### READING TEXT
* * * * * * * * *

Monday, December 30, 2019

Suite Nocturne - Patrick Modiano (French)
What helped make Such Fine Boys successful, I see now, is that it was made up of self-contained stories about different people. This novella (it’s barely over hundred pages) has one first person narrator, and though individual scenes are comprehensible, the plot holding it all together isn’t. It seems to be a metaphysical mystery in which a man in his sixties is on a search – one that takes place entirely in his memories – for a foundation to his existence, and he was “relying on the sea-green Fiat and its driver to help me discover it.” In the opening scene he’s twenty and is hit by the Fiat when crossing a Paris street. He’s brought to a hospital, but his injuries aren’t serious. Much of rest of the book involves the young man’s efforts to find the woman who was driving the car. It seems that he knows her, in some vague way. The word “seems” has already appeared twice in this review; not a good sign. I don’t like to be immersed in a nebulous world, especially when no clear answers ever emerge. The novel ends with the narrator finding the woman, and they’re immediately (and mysteriously) on familiar terms. She invites him to the apartment where she’s staying. The last paragraph has them together in an elevator; Modiano writes: “Her hand was resting on my shoulder and she whispered something in my ear.” What she whispers is never divulged (why not?). The predominant thought I was left with was “What’s been going on?” As is the case in Boys, one thing going on is parental neglect, and this time it reaches extreme proportions (no mother, a silent specter of a father, a feeling of having “come from nothing”). Are we on shifting sands for all our lives without a loving family to ground us? If Modiano is making that dubious point, he does so in such a roundabout way that it loses force. I closed my review of Boys with the stated intention of reading more by this author. Now – unless I’m assured that the work is more accessible – I think I’m done.

An Unmarried Man - Darryl Ponicsan
I liked the movies “The Last Detail” and “Cinderella Liberty” – they had their hearts in the right place and rang true. Darryl Ponicsan was the author of the novels both films were based on, so I got this book. For a while there were things that kept me engaged: the vindictive wife and the lawyers were good, as were the financial details of a marital break-up. But this is the husband’s story, and though I was meant to feel empathy for Ben’s loneliness and despair, I couldn’t. His responses to situations were unrealistically over-the-top, making him seem like a dope, and I was bothered by his crudity. Still, the workmanlike writing carried me along for what I hoped would be a mild diversion. Then, quite suddenly, near the midway point, a plot contrivance caused it to fall apart. A woman moves into an apartment adjoining Ben’s; she’s the most beautiful woman he had ever seen, one who, he thinks, kings would desire. She’s intelligent, has a sense of humor, is compassionate and morally upstanding. She’s also, for reasons inexplicable to me, ready to go to bed with Ben after one brief meeting. What follows are sex scenes depicted in ugh-inducing detail. When Mr. Ponicsan launched into a description of cunnilingus I had quite enough of him. And so yet another book bites the dust. And all I want is to be entertained.

* * * * * * * * *

### EXERCISE DATA
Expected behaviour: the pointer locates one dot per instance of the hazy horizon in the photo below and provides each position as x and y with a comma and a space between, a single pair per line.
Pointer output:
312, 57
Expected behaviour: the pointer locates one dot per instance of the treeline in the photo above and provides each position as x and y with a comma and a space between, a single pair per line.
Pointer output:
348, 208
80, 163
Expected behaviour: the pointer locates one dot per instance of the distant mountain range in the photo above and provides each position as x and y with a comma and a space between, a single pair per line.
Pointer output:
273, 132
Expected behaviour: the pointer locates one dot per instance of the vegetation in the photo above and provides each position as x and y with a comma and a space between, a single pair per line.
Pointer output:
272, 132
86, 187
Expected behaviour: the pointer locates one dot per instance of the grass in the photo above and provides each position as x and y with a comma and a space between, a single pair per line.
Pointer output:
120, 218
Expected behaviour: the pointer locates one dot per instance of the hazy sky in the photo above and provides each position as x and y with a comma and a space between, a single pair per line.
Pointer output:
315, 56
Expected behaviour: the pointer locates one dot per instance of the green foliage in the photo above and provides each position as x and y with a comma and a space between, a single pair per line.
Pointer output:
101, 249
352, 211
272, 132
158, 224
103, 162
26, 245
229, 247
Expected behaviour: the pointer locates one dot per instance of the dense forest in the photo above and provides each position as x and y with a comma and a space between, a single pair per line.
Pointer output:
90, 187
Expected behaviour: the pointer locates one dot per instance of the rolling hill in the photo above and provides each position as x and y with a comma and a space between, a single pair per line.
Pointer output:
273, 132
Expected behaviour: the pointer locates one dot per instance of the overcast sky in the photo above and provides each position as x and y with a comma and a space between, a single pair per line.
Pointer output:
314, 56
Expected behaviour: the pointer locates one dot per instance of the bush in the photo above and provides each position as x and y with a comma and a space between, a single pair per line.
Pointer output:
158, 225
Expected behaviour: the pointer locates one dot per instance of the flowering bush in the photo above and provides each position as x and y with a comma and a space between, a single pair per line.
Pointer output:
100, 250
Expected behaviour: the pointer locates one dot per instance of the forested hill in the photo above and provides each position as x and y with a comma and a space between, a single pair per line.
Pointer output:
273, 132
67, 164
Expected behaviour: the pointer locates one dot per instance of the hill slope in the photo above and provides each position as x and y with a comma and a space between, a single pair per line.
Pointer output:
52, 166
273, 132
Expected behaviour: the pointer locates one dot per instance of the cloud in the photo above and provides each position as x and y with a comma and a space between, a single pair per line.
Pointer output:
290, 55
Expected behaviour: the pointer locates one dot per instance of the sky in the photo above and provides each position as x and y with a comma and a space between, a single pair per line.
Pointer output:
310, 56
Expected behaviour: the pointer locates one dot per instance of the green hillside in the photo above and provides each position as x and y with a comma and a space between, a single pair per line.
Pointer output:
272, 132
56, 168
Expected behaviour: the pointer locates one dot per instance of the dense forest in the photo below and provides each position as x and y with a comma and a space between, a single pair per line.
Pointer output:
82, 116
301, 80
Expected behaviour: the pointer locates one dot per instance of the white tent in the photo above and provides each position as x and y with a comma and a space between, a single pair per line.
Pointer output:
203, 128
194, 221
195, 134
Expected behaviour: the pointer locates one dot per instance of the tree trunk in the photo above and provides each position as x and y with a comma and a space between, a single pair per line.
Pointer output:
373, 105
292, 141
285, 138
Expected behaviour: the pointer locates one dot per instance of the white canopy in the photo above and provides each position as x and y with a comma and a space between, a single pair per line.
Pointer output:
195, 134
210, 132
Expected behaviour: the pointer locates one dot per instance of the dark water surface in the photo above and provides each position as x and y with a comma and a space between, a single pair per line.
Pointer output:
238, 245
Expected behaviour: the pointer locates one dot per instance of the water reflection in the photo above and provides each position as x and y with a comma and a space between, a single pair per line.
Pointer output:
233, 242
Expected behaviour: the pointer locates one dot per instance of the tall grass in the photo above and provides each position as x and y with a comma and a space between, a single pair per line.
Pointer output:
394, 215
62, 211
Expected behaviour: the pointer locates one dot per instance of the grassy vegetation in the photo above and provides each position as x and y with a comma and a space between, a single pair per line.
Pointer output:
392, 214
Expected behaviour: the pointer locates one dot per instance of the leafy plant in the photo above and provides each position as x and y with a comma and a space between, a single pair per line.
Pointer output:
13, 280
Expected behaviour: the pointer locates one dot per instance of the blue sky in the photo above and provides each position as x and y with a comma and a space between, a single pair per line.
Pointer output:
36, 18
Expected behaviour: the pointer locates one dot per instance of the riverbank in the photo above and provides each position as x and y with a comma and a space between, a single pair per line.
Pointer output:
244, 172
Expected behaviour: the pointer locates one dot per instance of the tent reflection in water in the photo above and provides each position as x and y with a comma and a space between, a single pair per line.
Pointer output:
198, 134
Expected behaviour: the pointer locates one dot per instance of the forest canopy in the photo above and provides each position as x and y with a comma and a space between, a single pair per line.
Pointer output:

* * * * * * * * *

### TASKS TO PERFORM
• a. In the book reviews, what color is the Fiat that hits the narrator of Suite Nocturne?
• b. Continue the book reviews from the end of the last sentence shown.
The rows have no connection to the book reviews.

### RESPONSES TO THE EXERCISE
• a. Sea-green.

• b.
Identity - Milan Kundera (French)
In looking over my four previous reviews of books by Kundera, I came across the same conclusion reiterated in slightly different words: “Kundera is a cerebral writer, more a moral philosopher than a novelist. Plot is subservient to his intellectual pursuits, and though we’re constantly in the minds of his characters, they function mainly to convey his ideas.” Of those five novels I thought only one fully succeeded – Life Is Elsewhere, which came out in 1969, when the author was forty years old. At the end of Identity the reader is informed that it was “Completed in France, in Autumn 1996” (when authors gain Kundera’s eminence they often record such momentous events for posterity). This novel gets a ditto to my quote above. The two people whose thoughts are being dissected are Chantal and Jean-Marc. Chantal is receiving anonymous letters, and I found her reactions to them interesting. But this plot premise is interrupted by much expounding (mostly by cynical men) on a variety of philosophical topics. So a question arises: Kundera may be intelligent, but is he a novelist? The ending of Identity provides an answer. Somehow Chantal winds up naked at an orgy. How she got there isn’t clear (the last look we had of her she was fully clothed in a phone booth at a London train station). At any rate, she’s terrified, running about a strange house, trying to escape. There are many exclamation marks (!) to emphasize her state of mind. Then the next chapter begins with Jean-Marc clasping her shuddering body: “Chantal! Chantal! Chantal! Wake up! It’s not real!” Yes, folks, Chantal was dreaming. At this point, one page before the end, the author arrives on the scene: “And I ask myself, who was dreaming? Who dreamed this story?” Kundera goes on at length in this mode, closing with: “At what exact moment did the real turn into the unreal, reality into reverie? Where was the border? Where is the border?” Well, Milan, I’m not smart enough to answer those deep questions. But I am smart enough to recognize a really dumb ending when I read it. And I can also do simple math: you were seventy-eight when you completed this book (in France). Maybe it’s time to give up writing fiction and direct your intellectual energies elsewhere.